══ Working data

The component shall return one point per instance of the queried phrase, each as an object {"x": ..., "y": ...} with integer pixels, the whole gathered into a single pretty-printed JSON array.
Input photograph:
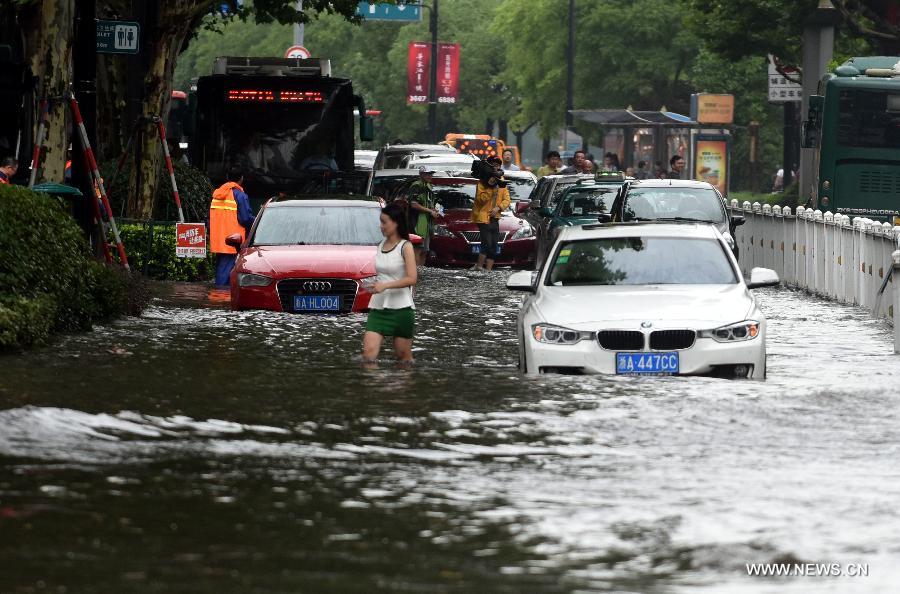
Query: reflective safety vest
[{"x": 223, "y": 219}]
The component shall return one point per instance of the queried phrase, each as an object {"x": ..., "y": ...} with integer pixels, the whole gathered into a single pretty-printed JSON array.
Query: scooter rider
[{"x": 422, "y": 211}]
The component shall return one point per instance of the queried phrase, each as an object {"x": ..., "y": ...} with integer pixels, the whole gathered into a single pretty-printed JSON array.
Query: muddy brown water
[{"x": 214, "y": 451}]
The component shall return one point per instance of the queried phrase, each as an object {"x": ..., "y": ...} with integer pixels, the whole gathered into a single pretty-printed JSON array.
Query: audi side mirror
[{"x": 234, "y": 240}]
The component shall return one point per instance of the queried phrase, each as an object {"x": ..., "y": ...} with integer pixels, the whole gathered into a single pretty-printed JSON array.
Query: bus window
[{"x": 869, "y": 119}]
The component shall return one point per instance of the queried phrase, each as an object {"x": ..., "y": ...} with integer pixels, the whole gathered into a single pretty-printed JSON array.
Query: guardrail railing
[{"x": 830, "y": 255}]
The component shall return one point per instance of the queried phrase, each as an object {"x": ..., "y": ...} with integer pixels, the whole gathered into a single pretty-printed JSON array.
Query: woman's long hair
[{"x": 398, "y": 214}]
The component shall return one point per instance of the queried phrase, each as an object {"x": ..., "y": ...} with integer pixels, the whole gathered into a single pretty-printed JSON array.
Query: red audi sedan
[
  {"x": 455, "y": 240},
  {"x": 308, "y": 256}
]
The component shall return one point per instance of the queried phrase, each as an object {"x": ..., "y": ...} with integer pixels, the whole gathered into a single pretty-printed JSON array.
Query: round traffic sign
[{"x": 297, "y": 51}]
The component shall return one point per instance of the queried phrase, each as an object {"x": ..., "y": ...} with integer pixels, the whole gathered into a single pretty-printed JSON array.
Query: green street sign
[{"x": 118, "y": 37}]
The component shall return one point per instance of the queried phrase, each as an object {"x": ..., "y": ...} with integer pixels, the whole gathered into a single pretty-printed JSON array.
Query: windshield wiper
[{"x": 690, "y": 219}]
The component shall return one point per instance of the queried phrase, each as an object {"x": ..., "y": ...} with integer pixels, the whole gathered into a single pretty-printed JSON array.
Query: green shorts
[{"x": 399, "y": 323}]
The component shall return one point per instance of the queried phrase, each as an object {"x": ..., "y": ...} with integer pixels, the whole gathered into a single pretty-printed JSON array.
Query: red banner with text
[
  {"x": 417, "y": 72},
  {"x": 448, "y": 72}
]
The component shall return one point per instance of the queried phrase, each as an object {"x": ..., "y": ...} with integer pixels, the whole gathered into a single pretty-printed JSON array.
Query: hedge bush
[
  {"x": 194, "y": 189},
  {"x": 49, "y": 281},
  {"x": 150, "y": 247}
]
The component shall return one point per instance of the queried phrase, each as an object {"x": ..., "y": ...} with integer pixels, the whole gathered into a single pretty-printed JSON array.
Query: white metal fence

════

- Short task -
Find every line of the material that contains the string "sign", and copy each of those lines in full. Case counts.

- Response to the task -
Query: round traffic sign
Query: green street sign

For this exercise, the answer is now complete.